* Given exercise *
Set out all the lines below as a numbered list, leaving out any blank lines.

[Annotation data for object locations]
******

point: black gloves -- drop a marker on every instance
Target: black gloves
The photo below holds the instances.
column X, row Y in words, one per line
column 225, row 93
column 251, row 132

******

* Answer to this exercise *
1. point: black gloves -- drop a marker on every instance
2. Target: black gloves
3. The photo below holds the instances.
4. column X, row Y in words, one per line
5. column 225, row 93
6. column 251, row 132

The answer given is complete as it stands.